## Work to complete:
Show each line of the material below that contains the word "dark", copying those lines unchanged.

## The records:
>> Begin

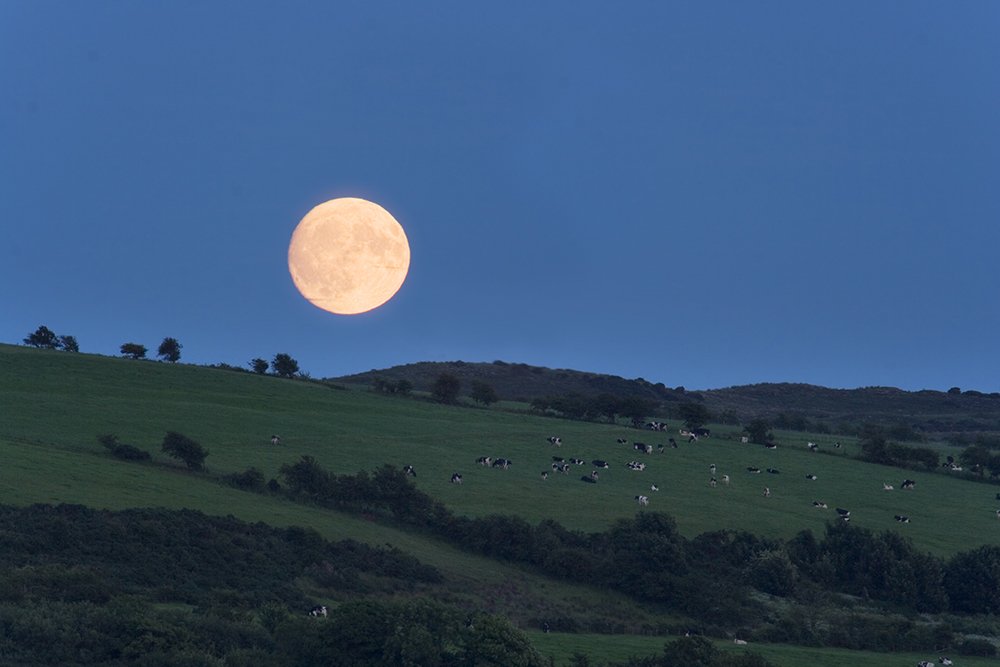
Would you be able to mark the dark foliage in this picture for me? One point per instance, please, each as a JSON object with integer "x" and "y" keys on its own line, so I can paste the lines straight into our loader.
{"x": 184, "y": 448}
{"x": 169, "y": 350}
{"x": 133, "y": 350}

>> End
>> Begin

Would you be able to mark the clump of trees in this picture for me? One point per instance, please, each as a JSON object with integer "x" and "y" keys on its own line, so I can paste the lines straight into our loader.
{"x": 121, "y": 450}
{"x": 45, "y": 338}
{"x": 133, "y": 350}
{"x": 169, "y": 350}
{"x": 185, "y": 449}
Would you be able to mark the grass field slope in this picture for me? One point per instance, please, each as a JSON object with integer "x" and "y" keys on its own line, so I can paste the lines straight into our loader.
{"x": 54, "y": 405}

>> End
>> Begin

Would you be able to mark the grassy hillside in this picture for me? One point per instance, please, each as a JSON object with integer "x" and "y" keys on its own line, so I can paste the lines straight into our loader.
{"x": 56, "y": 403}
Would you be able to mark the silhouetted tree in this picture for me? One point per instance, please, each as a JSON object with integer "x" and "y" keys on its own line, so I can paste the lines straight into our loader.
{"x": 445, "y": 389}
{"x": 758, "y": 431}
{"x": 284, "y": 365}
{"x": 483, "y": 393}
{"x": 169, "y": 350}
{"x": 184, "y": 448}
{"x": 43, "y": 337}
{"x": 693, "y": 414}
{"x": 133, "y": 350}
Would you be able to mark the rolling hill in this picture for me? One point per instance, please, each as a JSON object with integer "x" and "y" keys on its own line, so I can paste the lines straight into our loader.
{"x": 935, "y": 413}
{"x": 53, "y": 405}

>> End

## Final result:
Would you be able to mark the dark foliage in this picture for me? One point per instance, please, each as a JSON object with integer "x" and "y" keys on its own line, so I can paste the lines straight into our loader.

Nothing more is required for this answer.